▶ [КОРОТКАЯ ЗАДАЧА A]
Отфильтруйте строки данных и выпишите каждую, где встречается слово «dune».

==== ИСХОДНЫЙ ТЕКСТ

Владимир Толстой как осколок для зеркала русской интеллигенции
В пятницу прошла заключительная встреча в рамках проекта «Этим летом в Иркутске».
Апрельские слезы с февральской печалью
В понедельник в роли солиста на сцене драматического театра выступил питерский сценарист Михаил Кураев. Он сразу признался, что чувствует себя неловко под софитами. Но вскоре освоился. Сразу задал разговору и высокую планку и тональность почти сокровенную.
«Сейчас мы постоянно говорим о некоем культурном рубеже. Называются слова – «кризис», «катастрофа». А я при этом вспоминаю свою маму. У ней хватило сил вывезти нас – старших детей – в Череповец. Но у нее не хватило сил похоронить нашу бабушку: она так и осталась в ленинградской квартире. Не хватило сил перенести тело моего младшего брата в пространство межу рамами.
Перевезли нас в феврале 1942-го. А в апреле она заплакала.
Человек так устроен. В бедственных обстоятельствах он начинает очень – не экономично, нет, но - точно расходовать свою энергию. Она не имела права потратить ни одну лишнюю калорию тогда, когда теплились еще два фитилька жизни.
Основания для печали – да, есть. Но тратить силы на нее я не буду».
Письмо от Солженицына
С Иркутском Курбатова познакомил кинематограф. Но кинематограф же указал Кураеву, что слово в «важнейшем из искусств» играет служебную роль: «Сценарный текст – это вообще одноразовая литература. Хотя слово – это самое великое, что изобрело человечество». Михаил Николаевич напомнил библейский сюжет о строительстве вавилонской башни. Богоборческое устремление привело к смешению языков. Люди перестали понимать друг друга. Примерно то же самое, по мнению гостя, происходит сегодня: с нами разговаривают на чужом языке, впихивают чужие понятия. И не случайно, что первейшим объектом для уничижения стала наша литература. Бьют по великому – по «Войне и миру», «Тихому Дону».
Вторым важнейшим моментом в национальном достоянии (после слова) Кураев считает историческую память. В качестве примера он привел факт из собственной практики. Свою известную повесть «Капитан Дикштейн» он почти полностью написал на фактическом материале. Для лучшего изложения материала он ввел всего один выдуманный персонаж – некоего Шамиля. И сразу после опубликования повести в «Новом мире» (1987) получил письмо от Александра Солженицына. В целом благожелательный отзыв содержал в себе одно замечание – о том, что эпизод с Шамилем показался ему выдуманным.
Однако спустя некоторое время он встретился с человеком, который спросил Кураева: «Откуда Вы меня знаете?»
- Простите, но я Вас не знаю…
- Но Вы же написали обо мне. Я и есть тот Шамиль.
В ответе Солженицыну Кураев признался в том, что герой им придуман. Но добавил, что жизнь преподносит такие поразительные совпадения, которые в литературном произведении могли бы показаться вульгарными.

========
==== ДАННЫЕ ДЛЯ ОБРАБОТКИ

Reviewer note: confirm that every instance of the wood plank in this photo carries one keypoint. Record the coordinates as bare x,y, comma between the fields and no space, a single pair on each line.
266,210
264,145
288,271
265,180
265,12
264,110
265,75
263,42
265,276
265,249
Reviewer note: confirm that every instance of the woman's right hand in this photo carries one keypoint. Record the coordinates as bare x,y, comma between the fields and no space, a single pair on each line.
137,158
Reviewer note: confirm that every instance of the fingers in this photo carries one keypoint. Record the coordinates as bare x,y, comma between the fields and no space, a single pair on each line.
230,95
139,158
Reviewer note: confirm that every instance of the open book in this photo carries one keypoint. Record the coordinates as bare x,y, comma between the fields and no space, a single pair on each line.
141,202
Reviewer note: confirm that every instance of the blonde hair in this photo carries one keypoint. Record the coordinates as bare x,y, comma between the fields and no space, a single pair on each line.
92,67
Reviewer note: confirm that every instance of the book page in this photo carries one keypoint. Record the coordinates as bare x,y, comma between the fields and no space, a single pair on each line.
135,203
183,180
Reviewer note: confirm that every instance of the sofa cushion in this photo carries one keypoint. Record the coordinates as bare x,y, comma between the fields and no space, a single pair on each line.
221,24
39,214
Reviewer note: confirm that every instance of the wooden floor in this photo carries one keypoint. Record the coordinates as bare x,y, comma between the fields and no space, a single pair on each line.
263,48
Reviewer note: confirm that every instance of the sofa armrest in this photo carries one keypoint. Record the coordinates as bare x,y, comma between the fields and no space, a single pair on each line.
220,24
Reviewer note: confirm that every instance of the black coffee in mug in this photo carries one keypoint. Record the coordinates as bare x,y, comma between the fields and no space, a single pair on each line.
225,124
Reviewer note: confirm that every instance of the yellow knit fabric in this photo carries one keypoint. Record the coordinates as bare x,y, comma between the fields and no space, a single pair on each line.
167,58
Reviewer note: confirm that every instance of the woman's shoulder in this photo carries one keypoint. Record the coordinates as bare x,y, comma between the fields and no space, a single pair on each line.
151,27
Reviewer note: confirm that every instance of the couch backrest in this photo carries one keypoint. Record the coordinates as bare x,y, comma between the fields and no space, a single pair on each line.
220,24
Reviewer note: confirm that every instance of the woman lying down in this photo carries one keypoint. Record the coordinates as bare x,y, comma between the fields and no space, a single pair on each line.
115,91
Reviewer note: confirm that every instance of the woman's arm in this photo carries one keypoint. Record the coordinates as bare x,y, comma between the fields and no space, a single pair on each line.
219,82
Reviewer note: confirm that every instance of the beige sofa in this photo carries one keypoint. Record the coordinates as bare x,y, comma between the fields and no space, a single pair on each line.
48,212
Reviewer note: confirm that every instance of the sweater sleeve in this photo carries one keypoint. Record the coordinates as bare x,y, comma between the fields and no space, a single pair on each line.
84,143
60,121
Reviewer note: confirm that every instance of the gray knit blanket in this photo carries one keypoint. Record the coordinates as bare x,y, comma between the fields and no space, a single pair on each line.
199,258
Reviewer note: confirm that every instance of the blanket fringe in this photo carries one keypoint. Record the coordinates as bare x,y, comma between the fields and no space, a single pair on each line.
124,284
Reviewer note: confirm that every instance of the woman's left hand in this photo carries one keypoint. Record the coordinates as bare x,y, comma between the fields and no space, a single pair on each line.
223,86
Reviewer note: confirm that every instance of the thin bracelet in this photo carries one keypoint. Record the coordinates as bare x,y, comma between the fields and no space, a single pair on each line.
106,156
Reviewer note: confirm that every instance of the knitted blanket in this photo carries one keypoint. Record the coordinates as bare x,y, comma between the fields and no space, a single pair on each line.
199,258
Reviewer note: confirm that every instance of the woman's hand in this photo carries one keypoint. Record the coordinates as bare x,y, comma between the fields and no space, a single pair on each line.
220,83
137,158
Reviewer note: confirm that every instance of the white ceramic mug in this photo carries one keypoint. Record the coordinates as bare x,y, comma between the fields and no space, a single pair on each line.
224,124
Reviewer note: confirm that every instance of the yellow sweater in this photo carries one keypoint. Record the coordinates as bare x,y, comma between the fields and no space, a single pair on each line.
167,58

========
==== ДАННЫЕ ДЛЯ ОБРАБОТКИ

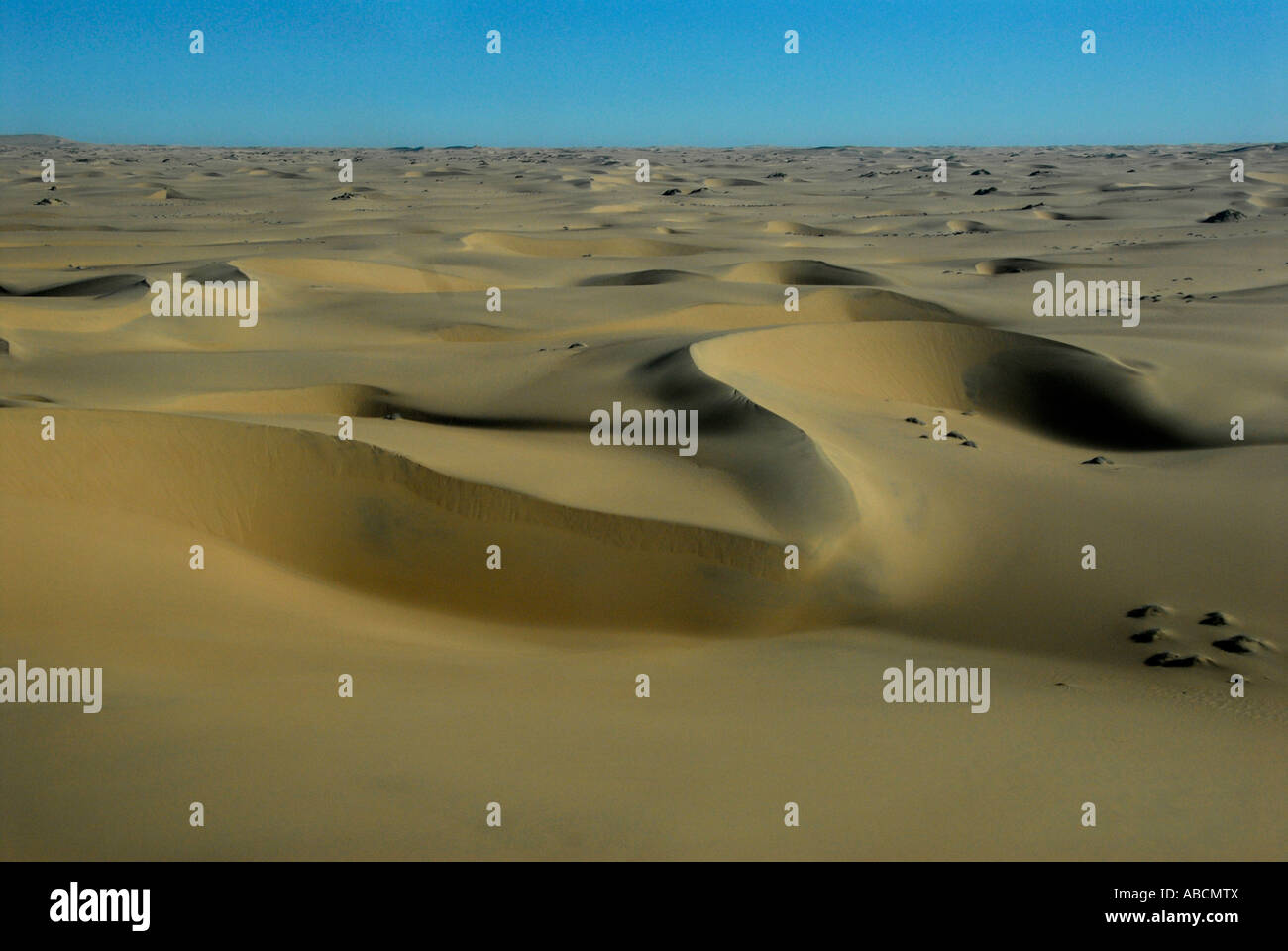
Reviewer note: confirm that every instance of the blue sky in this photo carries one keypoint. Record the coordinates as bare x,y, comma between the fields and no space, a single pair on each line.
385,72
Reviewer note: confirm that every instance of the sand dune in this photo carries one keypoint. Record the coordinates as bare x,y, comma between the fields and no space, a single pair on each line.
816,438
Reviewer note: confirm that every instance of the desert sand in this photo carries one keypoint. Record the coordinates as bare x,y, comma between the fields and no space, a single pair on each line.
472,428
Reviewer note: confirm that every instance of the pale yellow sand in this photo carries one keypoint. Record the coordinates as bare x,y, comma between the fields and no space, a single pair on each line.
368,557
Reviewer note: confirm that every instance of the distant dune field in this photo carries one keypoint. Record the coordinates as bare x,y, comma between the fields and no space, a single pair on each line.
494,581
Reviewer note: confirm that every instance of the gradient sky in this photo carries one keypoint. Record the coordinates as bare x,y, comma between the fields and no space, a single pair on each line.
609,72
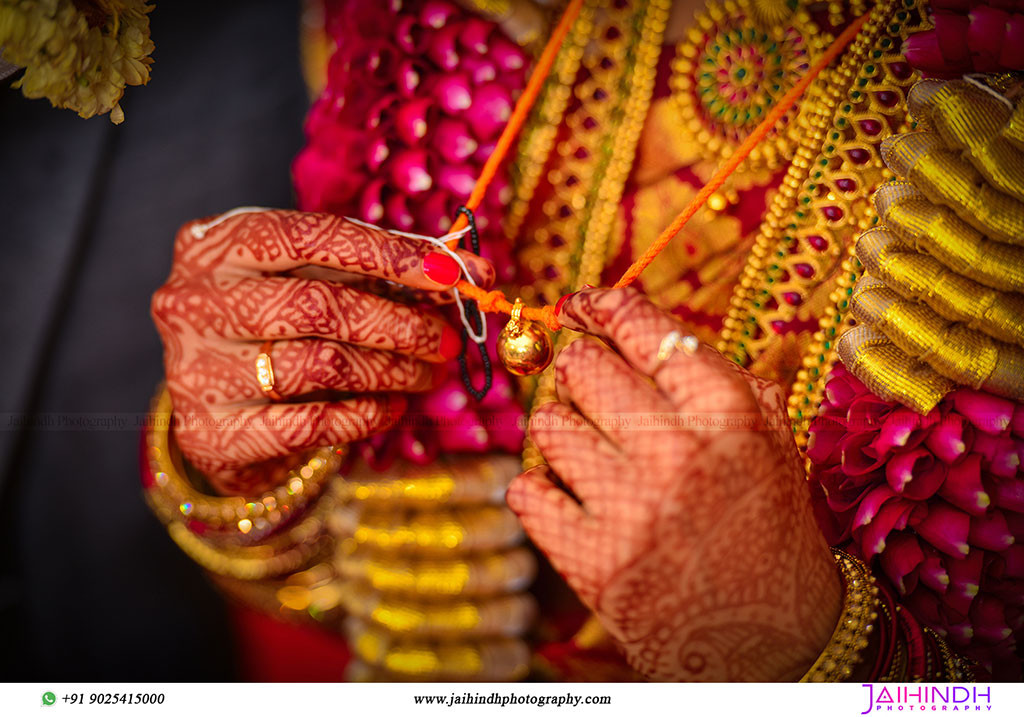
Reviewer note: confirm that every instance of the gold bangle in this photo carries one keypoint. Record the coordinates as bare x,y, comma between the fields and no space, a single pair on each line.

========

▶ [КОРОТКАЯ ЗАДАЧА B]
В каком году, согласно исходному тексту, повесть «Капитан Дикштейн» была опубликована в «Новом мире»?

▶ [ПРАВИЛЬНЫЙ ОТВЕТ A]
Reviewer note: confirm that every instance of the sand dune in this photo carries one keypoint. Record the coordinates as bare x,y, comma between the fields and no space, a single pair on each line.
Reviewer note: confirm that every instance of the distant dune field in this photo carries one keypoint. Record the coordinates as bare x,y, comma between the fields and no space, a single pair on each line.

▶ [ПРАВИЛЬНЫЙ ОТВЕТ B]
В 1987 году.